→ **Saved data entries**:
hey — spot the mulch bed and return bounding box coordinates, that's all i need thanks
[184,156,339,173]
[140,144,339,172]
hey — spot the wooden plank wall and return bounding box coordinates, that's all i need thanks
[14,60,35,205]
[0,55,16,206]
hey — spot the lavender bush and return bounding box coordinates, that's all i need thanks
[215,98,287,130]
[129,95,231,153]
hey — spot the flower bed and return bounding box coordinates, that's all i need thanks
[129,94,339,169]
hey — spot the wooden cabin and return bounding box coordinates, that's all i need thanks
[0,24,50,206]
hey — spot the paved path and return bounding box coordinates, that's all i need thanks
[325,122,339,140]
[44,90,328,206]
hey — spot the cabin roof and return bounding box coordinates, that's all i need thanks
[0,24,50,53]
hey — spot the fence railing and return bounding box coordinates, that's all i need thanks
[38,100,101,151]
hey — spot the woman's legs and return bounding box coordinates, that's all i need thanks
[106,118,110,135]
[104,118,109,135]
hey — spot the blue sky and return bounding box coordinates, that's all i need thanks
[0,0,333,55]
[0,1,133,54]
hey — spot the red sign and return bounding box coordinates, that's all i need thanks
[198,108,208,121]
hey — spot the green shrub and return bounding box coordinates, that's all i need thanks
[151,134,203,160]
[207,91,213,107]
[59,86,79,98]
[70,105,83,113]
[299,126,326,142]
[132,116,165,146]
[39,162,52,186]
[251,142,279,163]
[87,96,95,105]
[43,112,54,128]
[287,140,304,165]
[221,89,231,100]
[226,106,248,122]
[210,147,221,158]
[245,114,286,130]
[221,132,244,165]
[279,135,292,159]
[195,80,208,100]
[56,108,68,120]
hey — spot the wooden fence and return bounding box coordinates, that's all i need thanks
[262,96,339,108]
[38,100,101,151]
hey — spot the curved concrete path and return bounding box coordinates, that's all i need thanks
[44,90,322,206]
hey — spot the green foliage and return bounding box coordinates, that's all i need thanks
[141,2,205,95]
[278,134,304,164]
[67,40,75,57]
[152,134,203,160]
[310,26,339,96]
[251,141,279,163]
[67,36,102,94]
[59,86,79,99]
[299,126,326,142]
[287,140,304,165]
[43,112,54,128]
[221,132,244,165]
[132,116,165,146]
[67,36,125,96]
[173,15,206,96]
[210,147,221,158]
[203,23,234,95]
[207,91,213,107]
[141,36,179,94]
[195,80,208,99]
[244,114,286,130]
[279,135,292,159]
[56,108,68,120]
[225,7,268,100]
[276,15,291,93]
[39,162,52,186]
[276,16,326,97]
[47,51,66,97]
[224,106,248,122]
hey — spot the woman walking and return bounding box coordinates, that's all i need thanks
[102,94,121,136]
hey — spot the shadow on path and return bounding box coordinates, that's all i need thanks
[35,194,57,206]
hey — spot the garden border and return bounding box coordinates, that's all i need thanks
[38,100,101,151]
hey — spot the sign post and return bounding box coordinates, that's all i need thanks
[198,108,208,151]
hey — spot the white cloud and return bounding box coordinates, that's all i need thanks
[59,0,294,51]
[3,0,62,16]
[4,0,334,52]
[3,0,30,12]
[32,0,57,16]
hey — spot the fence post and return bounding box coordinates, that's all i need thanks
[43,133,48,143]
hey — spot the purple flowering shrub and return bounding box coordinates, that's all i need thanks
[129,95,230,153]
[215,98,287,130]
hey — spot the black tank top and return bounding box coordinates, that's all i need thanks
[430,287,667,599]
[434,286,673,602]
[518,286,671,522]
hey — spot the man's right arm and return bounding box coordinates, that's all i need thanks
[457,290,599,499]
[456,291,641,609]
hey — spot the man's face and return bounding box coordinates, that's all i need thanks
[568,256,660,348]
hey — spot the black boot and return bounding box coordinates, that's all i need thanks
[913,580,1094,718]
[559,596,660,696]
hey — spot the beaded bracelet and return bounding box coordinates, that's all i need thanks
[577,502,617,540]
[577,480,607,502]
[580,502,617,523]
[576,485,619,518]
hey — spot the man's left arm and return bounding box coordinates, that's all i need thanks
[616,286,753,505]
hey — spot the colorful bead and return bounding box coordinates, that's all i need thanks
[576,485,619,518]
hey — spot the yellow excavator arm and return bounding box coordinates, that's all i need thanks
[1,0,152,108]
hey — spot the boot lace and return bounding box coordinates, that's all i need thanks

→ **PROBLEM REQUIREMENTS**:
Give back the entries above precisely as they appear.

→ **REPLY TO THE EXERCISE**:
hey — spot the mulch bed and return bounding box coordinates, that's all i need thanks
[184,156,339,173]
[140,144,339,172]
hey — spot the wooden plank wall and return bounding box coordinates, that's all i need thanks
[14,60,35,205]
[0,55,16,206]
hey — spot the lavender bush and return bounding box coordinates, that's all i need thanks
[215,98,287,130]
[129,95,231,153]
hey — spot the flower bed and return bounding box coordinates, that's all i need thanks
[129,94,339,169]
hey — spot the wooden cabin and return bounding box coordinates, that's all i need thanks
[0,24,50,206]
hey — spot the paved path and return bounding box coordinates, that's all i need thanks
[325,122,339,140]
[44,90,328,206]
hey — spot the cabin roof and return bounding box coordinates, that's all i need thanks
[0,24,50,53]
hey — spot the fence railing and return bounding box coordinates, that's all i need thanks
[38,100,101,151]
hey — spot the woman's legs and return bounding box coordinates, that's all i need thanks
[106,118,110,135]
[104,118,109,135]
hey — spot the blue sky and return bounding box coordinates, that's all i need thanks
[0,0,333,55]
[0,1,133,54]
hey — spot the red sign and return bounding box coordinates, that's all i need thanks
[198,108,208,121]
hey — spot the green shrub and return bounding box coordinates, that's all i need thanks
[151,134,203,160]
[207,91,213,107]
[59,86,79,98]
[70,105,83,113]
[299,126,326,142]
[132,116,165,146]
[39,162,52,186]
[251,142,279,163]
[87,96,95,105]
[43,112,54,128]
[287,140,304,165]
[221,89,231,100]
[226,106,248,122]
[210,147,221,158]
[245,114,286,130]
[221,132,244,165]
[279,135,292,159]
[195,80,208,100]
[56,108,68,120]
hey — spot the wooden fence and return bounding box coordinates, that's all i need thanks
[262,96,339,108]
[38,100,101,151]
hey — spot the curved concrete path and return bounding box coordinates, that's all i need thanks
[44,90,322,206]
hey — spot the green foliage and return bounding box coordinates, that's all i need thanks
[141,2,205,95]
[278,134,304,164]
[67,40,75,57]
[152,134,203,160]
[310,26,339,96]
[251,141,279,163]
[67,36,102,94]
[59,86,79,99]
[299,126,326,142]
[287,140,304,165]
[43,112,54,128]
[221,132,244,165]
[132,116,165,146]
[67,36,125,96]
[173,15,206,96]
[210,147,221,158]
[203,23,234,95]
[207,91,213,107]
[141,36,179,94]
[195,80,208,99]
[244,114,286,130]
[279,135,292,159]
[56,108,68,120]
[225,7,268,100]
[276,15,291,93]
[39,162,52,186]
[276,16,326,97]
[47,51,66,97]
[224,106,248,122]
hey — spot the woman walking and return bounding box coordinates, that's all i need thanks
[102,94,121,136]
hey — spot the shadow on path and return bounding box coordinates, that's all i need thanks
[35,194,57,206]
hey — spot the garden border and return bounding box coordinates, that's all i need thanks
[38,100,101,151]
hey — spot the sign post and return bounding box coordinates, that's all i need thanks
[198,108,208,151]
hey — spot the white cloud and return bounding box coordinates, that's all i need thanks
[59,0,294,51]
[3,0,62,16]
[4,0,334,52]
[3,0,30,12]
[32,0,57,16]
hey — spot the fence post and return bounding box coordinates, that's all i need thanks
[43,133,48,143]
hey — spot the purple flowering shrub and return bounding box coordinates, that's all i need thanks
[129,95,230,153]
[215,98,287,130]
hey — spot the black tank top and return bounding box coordinates, that's all i need thanks
[430,287,667,599]
[434,286,673,602]
[518,286,671,522]
hey — spot the man's right arm and return bounding box coordinates, that's all i need thanks
[457,290,599,499]
[456,291,641,609]
hey — spot the man's face and return bounding box coordinates, that's all i need thanks
[568,256,660,348]
hey — spot the black boot and return bounding box coordinates, that's all i need thanks
[913,580,1094,718]
[559,596,660,696]
hey — spot the beaded bracelet and return bounding box coordinates, that's all i need thanks
[577,502,617,540]
[577,480,607,502]
[580,502,617,523]
[576,485,619,518]
hey — spot the man's left arm and return bounding box coordinates, that's all i need thanks
[616,286,753,505]
hey — spot the colorful bead and return bounding box coordinates, that's all i need thanks
[576,485,619,518]
hey — spot the yellow excavator arm and return bounding box coordinates, that's all i need thanks
[1,0,152,108]
hey — spot the boot lace and return bounding box coordinates, that's all i need thanks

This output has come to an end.